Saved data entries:
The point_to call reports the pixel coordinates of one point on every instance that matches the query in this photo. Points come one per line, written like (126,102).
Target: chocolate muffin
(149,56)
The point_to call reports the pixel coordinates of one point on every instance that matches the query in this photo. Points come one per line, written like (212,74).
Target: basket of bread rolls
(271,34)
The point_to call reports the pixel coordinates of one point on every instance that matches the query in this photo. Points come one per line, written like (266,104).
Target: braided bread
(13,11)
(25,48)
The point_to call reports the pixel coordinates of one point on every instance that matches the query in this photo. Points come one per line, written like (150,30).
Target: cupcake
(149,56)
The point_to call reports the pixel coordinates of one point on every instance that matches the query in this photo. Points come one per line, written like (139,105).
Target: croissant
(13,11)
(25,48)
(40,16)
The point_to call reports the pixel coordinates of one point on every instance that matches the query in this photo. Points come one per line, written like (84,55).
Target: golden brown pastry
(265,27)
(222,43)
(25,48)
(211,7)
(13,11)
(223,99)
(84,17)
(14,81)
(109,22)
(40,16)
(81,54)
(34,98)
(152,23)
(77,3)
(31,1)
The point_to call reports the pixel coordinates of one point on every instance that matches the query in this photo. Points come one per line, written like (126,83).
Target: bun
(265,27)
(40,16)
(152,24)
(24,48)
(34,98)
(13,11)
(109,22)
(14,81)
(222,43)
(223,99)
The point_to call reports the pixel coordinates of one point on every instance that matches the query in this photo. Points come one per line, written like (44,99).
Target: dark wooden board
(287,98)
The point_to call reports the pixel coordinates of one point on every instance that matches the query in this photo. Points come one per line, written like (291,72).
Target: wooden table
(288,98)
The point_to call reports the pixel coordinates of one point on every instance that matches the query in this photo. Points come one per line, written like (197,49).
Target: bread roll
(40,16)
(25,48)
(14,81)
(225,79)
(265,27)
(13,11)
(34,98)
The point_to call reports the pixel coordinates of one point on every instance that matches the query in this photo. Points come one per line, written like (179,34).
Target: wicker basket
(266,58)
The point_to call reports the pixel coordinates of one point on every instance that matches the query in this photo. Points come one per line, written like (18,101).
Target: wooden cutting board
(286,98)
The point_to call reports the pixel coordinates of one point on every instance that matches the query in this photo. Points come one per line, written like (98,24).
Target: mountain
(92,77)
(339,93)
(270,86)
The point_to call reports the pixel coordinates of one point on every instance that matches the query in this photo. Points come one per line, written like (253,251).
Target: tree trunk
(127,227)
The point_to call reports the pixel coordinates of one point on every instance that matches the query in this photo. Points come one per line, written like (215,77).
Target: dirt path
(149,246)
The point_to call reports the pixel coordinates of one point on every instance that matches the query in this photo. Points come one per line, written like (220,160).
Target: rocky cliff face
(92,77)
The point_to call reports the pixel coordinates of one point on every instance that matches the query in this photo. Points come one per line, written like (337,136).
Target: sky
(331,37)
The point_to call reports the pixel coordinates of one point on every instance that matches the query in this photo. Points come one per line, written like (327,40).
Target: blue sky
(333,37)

* Activity *
Return the data in its entirety, exactly as given.

* Final answer *
The point_to call reports the pixel coordinates of one point on every instance that matches the query in this photo. Points come one per line, written like (126,102).
Target: chocolate muffin
(149,56)
The point_to call reports the pixel coordinates of one point on every instance that matches the query in this photo. Points come one per line, written like (212,74).
Target: basket of bread rolls
(271,34)
The point_to call reports the pixel coordinates of one point on every instance that matches the query in this photo. Points come one per line, written like (266,104).
Target: braided bread
(13,11)
(25,48)
The point_to call reports the pixel coordinates of one point on every instance that matches the query in this photo. Points come one per line, written like (150,30).
Target: cupcake
(149,56)
The point_to call reports the pixel coordinates of one point on every instance that matches the query in this photo. Points come one per line, written like (139,105).
Target: croissant
(13,11)
(25,48)
(40,16)
The point_to call reports the pixel coordinates of one point on every instance that matches the query in this photo. Points come one per line, written like (84,55).
Target: golden brown pastry
(265,27)
(222,43)
(25,48)
(211,7)
(13,11)
(223,99)
(84,17)
(14,81)
(109,22)
(40,16)
(81,54)
(34,98)
(152,23)
(77,3)
(31,1)
The point_to call reports the pixel coordinates of one point on every instance that matches the query in this photo. Points come one per line, written like (126,83).
Target: bun
(265,27)
(40,16)
(152,24)
(24,48)
(34,98)
(13,11)
(109,22)
(14,81)
(222,43)
(223,99)
The point_to call reports the pixel coordinates of one point on every instance that matches the query in this photo. Points come one per line, written like (44,99).
Target: dark wooden board
(287,98)
The point_to call reports the pixel coordinates of one point on every instance that matches the query in this photo. Points come one per line, written like (291,72).
Target: wooden table
(288,98)
The point_to call reports the pixel coordinates of one point on every instance that matches the query in this photo. Points come one per line, written like (197,49).
Target: bread roll
(40,16)
(25,48)
(14,81)
(225,79)
(265,27)
(13,11)
(34,98)
The point_to call reports the pixel coordinates of one point on every instance that matches the query in this photo. Points come one per line, written like (179,34).
Target: wicker basket
(266,58)
The point_to call reports the pixel coordinates of one point on every instance that matches the query in this photo. Points come one per line, written like (18,101).
Target: wooden cutting board
(286,98)
The point_to call reports the pixel coordinates of one point on every instance that matches the query in this photo. Points come one per line, written like (98,24).
Target: mountain
(92,77)
(339,93)
(270,86)
The point_to call reports the pixel coordinates of one point on every instance that matches the query in this photo. Points come one per line, written like (253,251).
Target: tree trunk
(127,227)
The point_to call reports the pixel coordinates of one point on every instance that matches the query in this photo. Points come one per line, written like (215,77).
Target: dirt path
(149,246)
The point_to call reports the pixel coordinates of one point on every instance that matches the query in this photo. Points come one per line, written like (220,160).
Target: rocky cliff face
(92,77)
The point_to call reports the pixel coordinates of one point on every instance that matches the query in this photo. Points come one per line, written like (337,136).
Target: sky
(331,37)
The point_to call reports the pixel coordinates of one point on every instance that matches the query in this photo. Points come one per line, written like (327,40).
Target: blue sky
(333,37)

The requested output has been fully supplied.